Excerto do documento:

..........

Sobre o jornalismo, a memória e o resto

Tomo a liberdade de transcrever um belo texto de César Príncipe, no almoço de confraternização do III Encontro Gerações do "Jornal de Notícias":


SOBRE O RUÍDO DE FUNDO


            Entrei nas páginas dos diários em 1960 (Diário de Lisboa/Suplemento Juvenil). Um latino socorrer-se-ia da vulgata In illo tempore. Um português do vulgo coçaria a cabeça: Foda-se! Há que tempos! Um coronel do Antigo Regime interpelaria uma ordenança do Novo Regime: O gajo resistiu ao lápis? Ainda escreve? Não o tenho visto. Nem sequer na Necrologia. Vos digo: não fujo ao In illo na construção do presente. Arreigadamente. Serenamente. Com eterna nostalgia e fraterna rebelião. Numa fortaleza fixa (de papel), extensão da fortaleza móvel (cibernáutica). Sou um combatente todo-o-terreno. À superfície da Terra. Sê-lo-ei debaixo da terra.

..........

Dados fornecidos:
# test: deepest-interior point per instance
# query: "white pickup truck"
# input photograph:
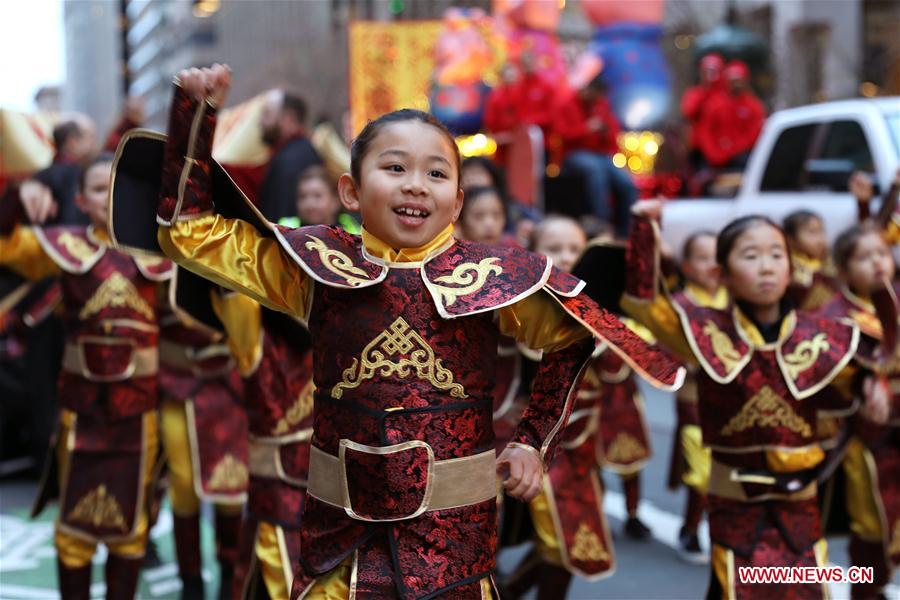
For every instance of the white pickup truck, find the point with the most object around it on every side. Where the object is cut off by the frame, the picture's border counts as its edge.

..........

Instruções:
a - Por favor, extraia do excerto o trecho que começa nas palavras "Entrei nas páginas" e vai até "debaixo da terra.", inclusive.
b - Indique todos os títulos de jornais e publicações que aparecem no excerto.
c - Traduza para inglês a frase "Sou um combatente todo-o-terreno.", que está no excerto.

Respostas por tarefa:
a -
Entrei nas páginas dos diários em 1960 (Diário de Lisboa/Suplemento Juvenil). Um latino socorrer-se-ia da vulgata In illo tempore. Um português do vulgo coçaria a cabeça: Foda-se! Há que tempos! Um coronel do Antigo Regime interpelaria uma ordenança do Novo Regime: O gajo resistiu ao lápis? Ainda escreve? Não o tenho visto. Nem sequer na Necrologia. Vos digo: não fujo ao In illo na construção do presente. Arreigadamente. Serenamente. Com eterna nostalgia e fraterna rebelião. Numa fortaleza fixa (de papel), extensão da fortaleza móvel (cibernáutica). Sou um combatente todo-o-terreno. À superfície da Terra. Sê-lo-ei debaixo da terra.

b -
Jornal de Notícias
Diário de Lisboa
Suplemento Juvenil

c - I am an all-terrain fighter.